Edit the listing by changing every "Search target" to "Object sought", leaving all else as it is.

[begin Entries provided]

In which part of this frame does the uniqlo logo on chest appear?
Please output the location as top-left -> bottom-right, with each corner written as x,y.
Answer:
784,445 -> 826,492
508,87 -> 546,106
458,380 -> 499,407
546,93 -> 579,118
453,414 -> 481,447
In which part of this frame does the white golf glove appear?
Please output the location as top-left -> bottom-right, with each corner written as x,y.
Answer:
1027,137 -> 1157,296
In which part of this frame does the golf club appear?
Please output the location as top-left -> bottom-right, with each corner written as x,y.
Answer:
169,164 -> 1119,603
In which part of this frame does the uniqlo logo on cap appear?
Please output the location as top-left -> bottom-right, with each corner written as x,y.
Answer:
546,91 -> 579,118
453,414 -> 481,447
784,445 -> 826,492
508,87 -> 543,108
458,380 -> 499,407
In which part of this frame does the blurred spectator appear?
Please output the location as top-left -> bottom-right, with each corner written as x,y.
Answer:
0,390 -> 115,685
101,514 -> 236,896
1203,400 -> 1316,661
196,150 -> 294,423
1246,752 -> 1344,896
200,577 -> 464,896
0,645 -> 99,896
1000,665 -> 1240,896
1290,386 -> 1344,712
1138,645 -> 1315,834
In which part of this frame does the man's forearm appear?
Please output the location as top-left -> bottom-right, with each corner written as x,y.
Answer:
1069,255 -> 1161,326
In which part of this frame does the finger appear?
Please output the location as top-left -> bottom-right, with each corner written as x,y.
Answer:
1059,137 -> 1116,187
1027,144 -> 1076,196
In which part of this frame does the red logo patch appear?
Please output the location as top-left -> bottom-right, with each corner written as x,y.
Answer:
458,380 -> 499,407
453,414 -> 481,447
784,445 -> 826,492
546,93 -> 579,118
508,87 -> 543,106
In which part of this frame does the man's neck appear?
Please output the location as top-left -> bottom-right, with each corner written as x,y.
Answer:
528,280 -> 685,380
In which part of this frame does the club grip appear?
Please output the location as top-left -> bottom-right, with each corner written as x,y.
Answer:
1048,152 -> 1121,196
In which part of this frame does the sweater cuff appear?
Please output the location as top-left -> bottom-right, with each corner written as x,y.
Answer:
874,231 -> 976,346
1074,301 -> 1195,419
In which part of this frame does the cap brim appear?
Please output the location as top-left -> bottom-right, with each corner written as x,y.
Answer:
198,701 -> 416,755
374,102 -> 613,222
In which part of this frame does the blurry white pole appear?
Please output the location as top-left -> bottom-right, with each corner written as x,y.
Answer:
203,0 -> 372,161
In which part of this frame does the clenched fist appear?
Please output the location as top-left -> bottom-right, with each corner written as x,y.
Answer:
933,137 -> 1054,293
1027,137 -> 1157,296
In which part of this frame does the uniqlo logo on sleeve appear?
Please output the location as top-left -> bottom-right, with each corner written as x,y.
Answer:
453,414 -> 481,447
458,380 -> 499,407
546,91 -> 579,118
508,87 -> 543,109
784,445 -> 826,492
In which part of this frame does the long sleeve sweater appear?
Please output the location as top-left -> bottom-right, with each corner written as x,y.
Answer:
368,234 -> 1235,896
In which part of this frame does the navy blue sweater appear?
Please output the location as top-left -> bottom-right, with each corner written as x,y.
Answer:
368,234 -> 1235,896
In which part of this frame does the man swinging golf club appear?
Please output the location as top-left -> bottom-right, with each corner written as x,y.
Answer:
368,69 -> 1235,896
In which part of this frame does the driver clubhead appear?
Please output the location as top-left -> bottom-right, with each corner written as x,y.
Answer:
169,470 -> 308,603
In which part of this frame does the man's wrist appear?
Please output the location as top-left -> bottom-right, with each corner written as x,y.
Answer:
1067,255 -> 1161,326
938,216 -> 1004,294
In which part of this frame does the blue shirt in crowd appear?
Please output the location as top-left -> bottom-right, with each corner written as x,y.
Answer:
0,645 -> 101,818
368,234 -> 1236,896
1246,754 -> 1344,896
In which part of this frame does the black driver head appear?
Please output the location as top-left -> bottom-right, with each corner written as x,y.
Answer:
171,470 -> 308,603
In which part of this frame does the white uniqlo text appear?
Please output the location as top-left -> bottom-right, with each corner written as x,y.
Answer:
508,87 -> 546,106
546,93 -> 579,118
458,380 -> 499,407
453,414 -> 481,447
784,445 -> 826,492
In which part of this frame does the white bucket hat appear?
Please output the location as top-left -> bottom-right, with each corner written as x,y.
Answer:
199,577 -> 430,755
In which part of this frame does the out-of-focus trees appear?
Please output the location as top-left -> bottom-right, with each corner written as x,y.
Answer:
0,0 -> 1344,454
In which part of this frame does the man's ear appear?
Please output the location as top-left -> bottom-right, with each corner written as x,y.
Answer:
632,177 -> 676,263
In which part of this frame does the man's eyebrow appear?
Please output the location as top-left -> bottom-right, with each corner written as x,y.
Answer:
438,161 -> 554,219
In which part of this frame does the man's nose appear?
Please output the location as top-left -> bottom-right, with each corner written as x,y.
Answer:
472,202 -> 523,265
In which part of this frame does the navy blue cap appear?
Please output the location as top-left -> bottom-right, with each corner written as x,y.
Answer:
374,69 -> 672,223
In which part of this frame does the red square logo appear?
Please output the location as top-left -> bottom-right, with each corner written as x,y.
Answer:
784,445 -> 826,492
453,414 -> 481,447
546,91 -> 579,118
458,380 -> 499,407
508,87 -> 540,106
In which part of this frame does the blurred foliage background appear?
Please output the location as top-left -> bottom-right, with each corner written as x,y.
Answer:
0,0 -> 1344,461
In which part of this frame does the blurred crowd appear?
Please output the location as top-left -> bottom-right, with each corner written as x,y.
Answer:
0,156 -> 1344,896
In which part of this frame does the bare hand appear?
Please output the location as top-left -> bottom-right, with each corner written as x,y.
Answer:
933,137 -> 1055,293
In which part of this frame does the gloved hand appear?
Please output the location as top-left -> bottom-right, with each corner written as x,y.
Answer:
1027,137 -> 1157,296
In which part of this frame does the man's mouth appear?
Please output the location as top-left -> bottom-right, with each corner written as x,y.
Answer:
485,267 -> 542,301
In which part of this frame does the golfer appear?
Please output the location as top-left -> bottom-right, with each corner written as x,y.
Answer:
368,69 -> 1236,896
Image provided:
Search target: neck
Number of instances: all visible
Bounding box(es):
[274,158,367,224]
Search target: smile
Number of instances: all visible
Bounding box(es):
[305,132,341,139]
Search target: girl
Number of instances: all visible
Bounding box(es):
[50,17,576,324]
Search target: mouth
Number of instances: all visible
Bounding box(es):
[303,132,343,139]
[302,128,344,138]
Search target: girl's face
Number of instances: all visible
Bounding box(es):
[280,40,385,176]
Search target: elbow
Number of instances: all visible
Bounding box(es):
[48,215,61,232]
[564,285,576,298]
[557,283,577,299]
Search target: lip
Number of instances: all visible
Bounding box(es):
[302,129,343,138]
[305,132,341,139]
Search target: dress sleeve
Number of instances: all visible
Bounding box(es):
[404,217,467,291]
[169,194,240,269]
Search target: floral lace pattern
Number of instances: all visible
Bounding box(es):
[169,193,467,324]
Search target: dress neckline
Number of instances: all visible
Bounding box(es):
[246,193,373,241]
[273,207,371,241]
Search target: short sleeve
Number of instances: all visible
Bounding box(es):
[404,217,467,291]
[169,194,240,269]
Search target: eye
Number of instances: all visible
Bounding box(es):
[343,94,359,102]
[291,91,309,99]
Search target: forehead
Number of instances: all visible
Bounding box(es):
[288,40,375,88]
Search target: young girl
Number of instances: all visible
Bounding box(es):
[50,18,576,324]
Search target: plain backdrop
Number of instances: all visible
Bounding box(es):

[end Entries provided]

Solution for this task:
In which part of this frame does the uniqlo logo on chest appear?
Please output the location as top-left -> bottom-right, with each corner written as x,y.
Answer:
784,445 -> 826,492
508,87 -> 546,106
458,380 -> 499,407
546,93 -> 579,118
453,414 -> 481,447
In which part of this frame does the white golf glove appear?
Please output the location as top-left -> bottom-right, with each corner written as x,y.
Answer:
1027,137 -> 1157,296
In which part of this frame does the golf club appear?
Please output the location as top-left -> bottom-right, with each corner written as x,y.
Answer:
169,164 -> 1119,603
In which part of this frame does the uniqlo logo on cap appear?
Please output the location as top-left -> bottom-right, with each corner written as x,y.
Answer:
546,91 -> 579,118
453,414 -> 481,447
784,445 -> 826,492
508,87 -> 543,108
458,380 -> 499,407
In which part of this frame does the blurred spectator appear?
Please output the location as top-left -> bottom-right, with each corner written as x,y.
Answer:
0,390 -> 115,685
101,514 -> 236,896
1203,400 -> 1316,661
196,150 -> 294,423
1246,752 -> 1344,896
200,577 -> 464,896
0,645 -> 99,896
1000,665 -> 1240,896
1290,386 -> 1344,712
1138,645 -> 1315,834
In which part of this frame does the man's forearm appear?
Please output the location as top-left -> bottom-right, with each corner written as x,y.
Answer:
1069,255 -> 1161,326
In which part of this frame does the finger appear?
Please output the location as top-left -> bottom-right, with each corner written as x,y.
Answer:
1059,137 -> 1116,187
1027,144 -> 1076,196
In which part of this frame does the red logo patch appear?
Please output the location as top-left -> bottom-right, with each corner written as x,y.
Answer:
458,380 -> 499,407
453,414 -> 481,447
784,445 -> 826,492
546,93 -> 579,118
508,87 -> 543,106
In which part of this frame does the man's neck appear?
Please output the location as top-left -> bottom-right, with each corner written as x,y.
Answer:
528,280 -> 685,380
In which part of this frame does the club grip appear?
Please output the location as top-left -> bottom-right, with each corner written as x,y.
Answer:
1048,152 -> 1121,196
In which part of this frame does the sweater cuff appear?
Please output the location as top-left -> bottom-right, with each corner written as x,y.
Answer:
874,231 -> 976,346
1074,301 -> 1195,419
In which part of this frame does the cap brim appear?
Please output the location as top-left -> bottom-right, with each corner written as x,y.
Answer:
198,701 -> 416,755
374,102 -> 613,222
In which part of this frame does the blurry white pole appear?
Please output the location as top-left -> bottom-right, with each corner written as x,y.
Answer:
203,0 -> 372,161
In which part of this frame does the clenched fist appear?
Please output the location as top-left -> bottom-right, with each corner written as x,y.
Answer:
933,137 -> 1054,293
1027,137 -> 1157,296
In which part of this frame does the uniqlo logo on sleeve appear?
Please output the location as top-left -> bottom-right, with each corner written as x,y.
Answer:
453,414 -> 481,447
458,380 -> 499,407
546,91 -> 579,118
508,87 -> 543,109
784,445 -> 826,492
In which part of this frame does the long sleeve sweater appear?
Please output the location as top-left -> bottom-right, with each corner written as x,y.
Answer:
368,234 -> 1235,896
In which part of this frame does the navy blue sweater appear?
Please output the location as top-left -> bottom-right, with each corner written as x,y.
Answer:
368,234 -> 1235,896
In which part of this frame does the man swinging golf club appear?
Please output the location as top-left -> bottom-right, with each corner written as x,y.
Answer:
368,69 -> 1235,896
In which part of this frame does the driver clubhead appear?
Please output the location as top-left -> bottom-right, with each corner written as x,y.
Answer:
169,470 -> 308,603
In which part of this frame does the man's wrist appear?
Please output the location as top-left -> bottom-right, with each corner written as x,y.
Answer:
1067,255 -> 1161,326
938,216 -> 1004,294
In which part of this frame does the blue shirt in crowd appear?
Please output the location as top-left -> bottom-right, with each corner written as x,y.
Answer:
0,645 -> 101,818
368,234 -> 1236,896
1246,754 -> 1344,896
In which part of this frame does the black driver head appear?
Please output the location as top-left -> bottom-right, with each corner written as x,y.
Answer:
171,470 -> 308,603
In which part of this frame does the white uniqlo text appear?
Please output the location as top-left -> bottom-right, with each corner written as x,y.
Answer:
508,87 -> 546,106
546,93 -> 579,118
458,380 -> 499,407
453,414 -> 481,447
784,445 -> 826,492
In which part of this frame does the white bucket hat appear?
Please output the location as top-left -> bottom-right, with each corner written as x,y.
Answer:
199,577 -> 430,755
In which part of this frame does the out-of-focus trees appear?
Please output the location as top-left -> bottom-right, with each corner written as x,y.
Answer:
0,0 -> 1344,454
In which part of this frame does the man's ear appear?
Please output the location as top-left -> bottom-right, with each corner written as x,y.
Answer:
632,177 -> 676,263
In which part of this frame does the man's eyebrow appear?
Please output the location as top-left -> bottom-right, with each corner written as x,y.
Answer:
438,161 -> 554,219
In which part of this frame does the man's nose appear?
Please output the location as top-left -> bottom-right, with each corner written as x,y.
Answer:
472,202 -> 523,265
In which part of this frame does the navy blue cap appear?
Please output the location as top-left -> bottom-right, with each corner written as x,y.
Answer:
374,69 -> 672,223
In which part of this frame does the red square logo appear?
Please output the location as top-left -> bottom-right, with each corner written as x,y.
Answer:
784,445 -> 826,492
453,414 -> 481,447
546,91 -> 579,118
458,380 -> 499,407
508,87 -> 540,106
In which part of this frame does the blurred foliage background appear?
Please output the location as top-left -> bottom-right, with each corner written as x,y.
Answer:
0,0 -> 1344,461
In which part of this frame does the blurred crowd appear?
Please output the location as top-left -> bottom-right, with each corner written as x,y.
Answer:
0,156 -> 1344,896
In which part of this frame does the bare hand appear?
Please output the location as top-left -> bottom-right, with each corner written as x,y.
Answer:
933,137 -> 1055,293
In which part of this frame does the gloved hand appear?
Please output the location as top-left -> bottom-right, with each corner written as x,y.
Answer:
1027,137 -> 1157,296
In which part of this frame does the man's mouth appear?
Please output the location as top-left -> bottom-right, with each corner written as x,y.
Answer:
485,267 -> 542,301
In which part of this frame does the golfer appear?
Please output the location as top-left -> bottom-right, with each corner written as x,y.
Answer:
368,69 -> 1236,896
Image provided:
Object sought: neck
Number of instances: all visible
Bounding box(es):
[274,158,367,224]
Object sought: smile
Number of instances: all visible
Bounding box(es):
[305,132,341,139]
Object sought: girl
Number of instances: all visible
Bounding box(es):
[50,17,576,324]
Object sought: mouth
Number of instances: all visible
Bounding box(es):
[303,132,343,139]
[302,128,344,138]
Object sought: girl's face
Number of instances: all visible
Bounding box(es):
[280,40,385,176]
Object sought: elbow
Number of instances: all visible
Bounding box(es):
[48,215,61,232]
[564,285,576,298]
[557,283,577,299]
Object sought: lip
Number of instances: all visible
Bounding box(es):
[302,129,343,138]
[305,132,341,139]
Object sought: dress sleeve
Number of instances: all visible
Bounding box(es):
[404,217,467,291]
[169,194,240,269]
Object sought: floral lace pattern
Number of instances: all visible
Bounding box(es):
[169,193,467,324]
Object sought: dress neckline
Number of instances: all visible
Bounding box(es):
[246,193,373,241]
[273,207,371,241]
Object sought: short sleeve
Number of instances: all visible
Bounding box(es):
[404,217,467,291]
[169,194,240,269]
Object sought: eye
Number of instances: all visible
Bounding box(es):
[343,94,359,102]
[291,91,309,99]
Object sought: forehead
Number of instances: all visible
Bounding box(es):
[288,40,375,88]
Object sought: young girl
Number of instances: all visible
Bounding box(es):
[50,18,576,324]
Object sought: plain backdrop
Number of instances: all visible
Bounding box(es):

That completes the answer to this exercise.